+++ Source records

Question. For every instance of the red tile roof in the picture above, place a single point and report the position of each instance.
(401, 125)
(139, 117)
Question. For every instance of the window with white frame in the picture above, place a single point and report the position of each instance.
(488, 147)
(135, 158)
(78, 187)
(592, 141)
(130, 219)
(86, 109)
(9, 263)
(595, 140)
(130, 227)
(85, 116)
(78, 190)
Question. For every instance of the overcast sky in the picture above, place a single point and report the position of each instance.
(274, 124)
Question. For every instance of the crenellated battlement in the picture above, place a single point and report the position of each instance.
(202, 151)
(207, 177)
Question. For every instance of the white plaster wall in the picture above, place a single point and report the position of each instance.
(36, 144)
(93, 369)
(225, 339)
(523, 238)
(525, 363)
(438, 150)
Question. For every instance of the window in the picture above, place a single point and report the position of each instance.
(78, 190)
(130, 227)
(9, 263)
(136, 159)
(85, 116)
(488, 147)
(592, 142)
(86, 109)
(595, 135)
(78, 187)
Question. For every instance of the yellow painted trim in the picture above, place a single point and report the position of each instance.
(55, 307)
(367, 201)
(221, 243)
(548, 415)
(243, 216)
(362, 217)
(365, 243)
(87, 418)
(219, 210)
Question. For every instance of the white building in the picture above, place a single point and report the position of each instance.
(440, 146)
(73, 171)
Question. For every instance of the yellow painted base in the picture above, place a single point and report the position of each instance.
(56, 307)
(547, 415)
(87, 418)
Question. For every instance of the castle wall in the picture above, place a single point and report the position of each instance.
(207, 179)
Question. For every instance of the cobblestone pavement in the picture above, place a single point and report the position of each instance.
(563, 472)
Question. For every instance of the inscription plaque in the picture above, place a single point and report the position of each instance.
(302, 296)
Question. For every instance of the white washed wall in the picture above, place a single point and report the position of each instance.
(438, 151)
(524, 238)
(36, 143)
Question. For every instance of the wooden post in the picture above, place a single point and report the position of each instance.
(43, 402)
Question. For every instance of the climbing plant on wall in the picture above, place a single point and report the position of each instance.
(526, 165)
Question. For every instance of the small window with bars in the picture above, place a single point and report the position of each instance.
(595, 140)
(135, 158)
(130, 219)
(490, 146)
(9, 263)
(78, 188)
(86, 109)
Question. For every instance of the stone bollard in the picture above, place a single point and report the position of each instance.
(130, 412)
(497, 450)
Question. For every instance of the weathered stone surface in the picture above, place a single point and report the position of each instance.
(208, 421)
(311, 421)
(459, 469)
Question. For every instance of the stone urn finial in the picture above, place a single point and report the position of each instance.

++++++
+++ Source records

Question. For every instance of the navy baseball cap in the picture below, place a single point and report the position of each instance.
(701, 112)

++++++
+++ Source records

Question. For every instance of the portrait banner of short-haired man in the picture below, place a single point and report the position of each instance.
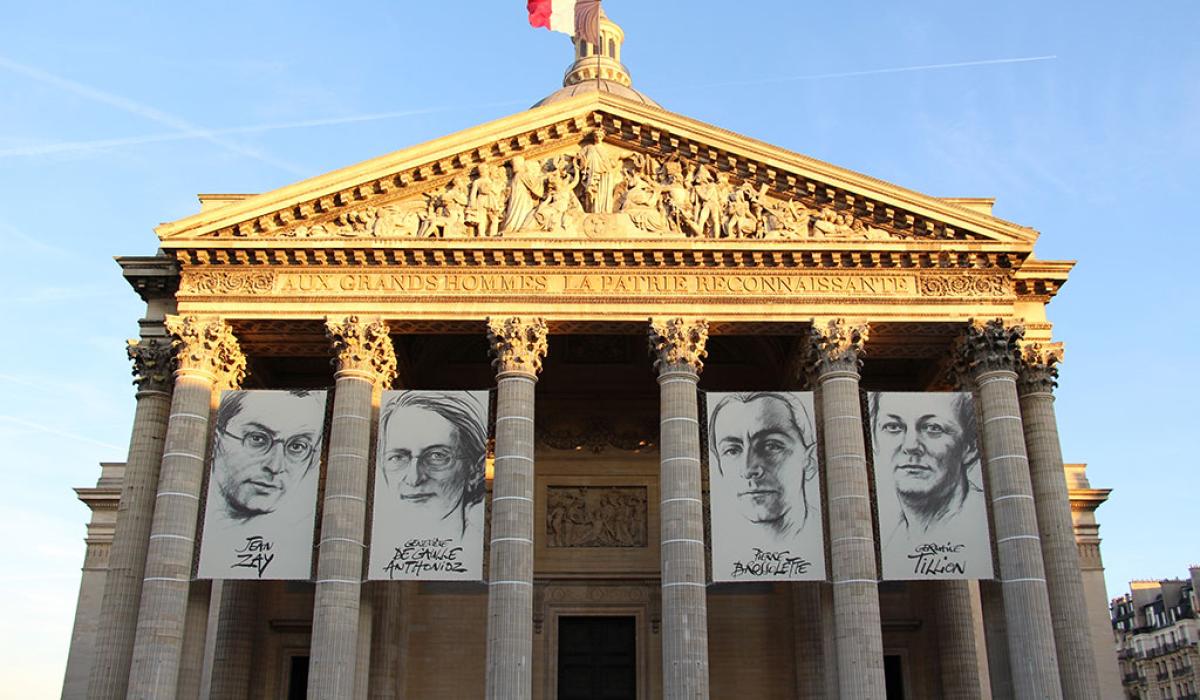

++++++

Task statement: The required answer is the exact run of lines above starting at the line with "Question. For every instance of the small" and ending at the line with "Question. For every instance of the stone urn", with both ends present.

Reply to the task:
Question. For every instance of the small window with bars in the picture above, place a single point and report the position of each instance.
(595, 140)
(135, 158)
(130, 219)
(490, 146)
(9, 263)
(78, 188)
(86, 109)
Question. For every instance of the stone bollard in the picture above, place a single point and report the position of each instance.
(130, 412)
(497, 450)
Question. For every instance of the weathered stone surface in the picture above, place a single point and report the position of each instance.
(208, 421)
(311, 421)
(459, 469)
Question. For every instance of the stone urn finial in the picture above, place a single point and report the position of each instance.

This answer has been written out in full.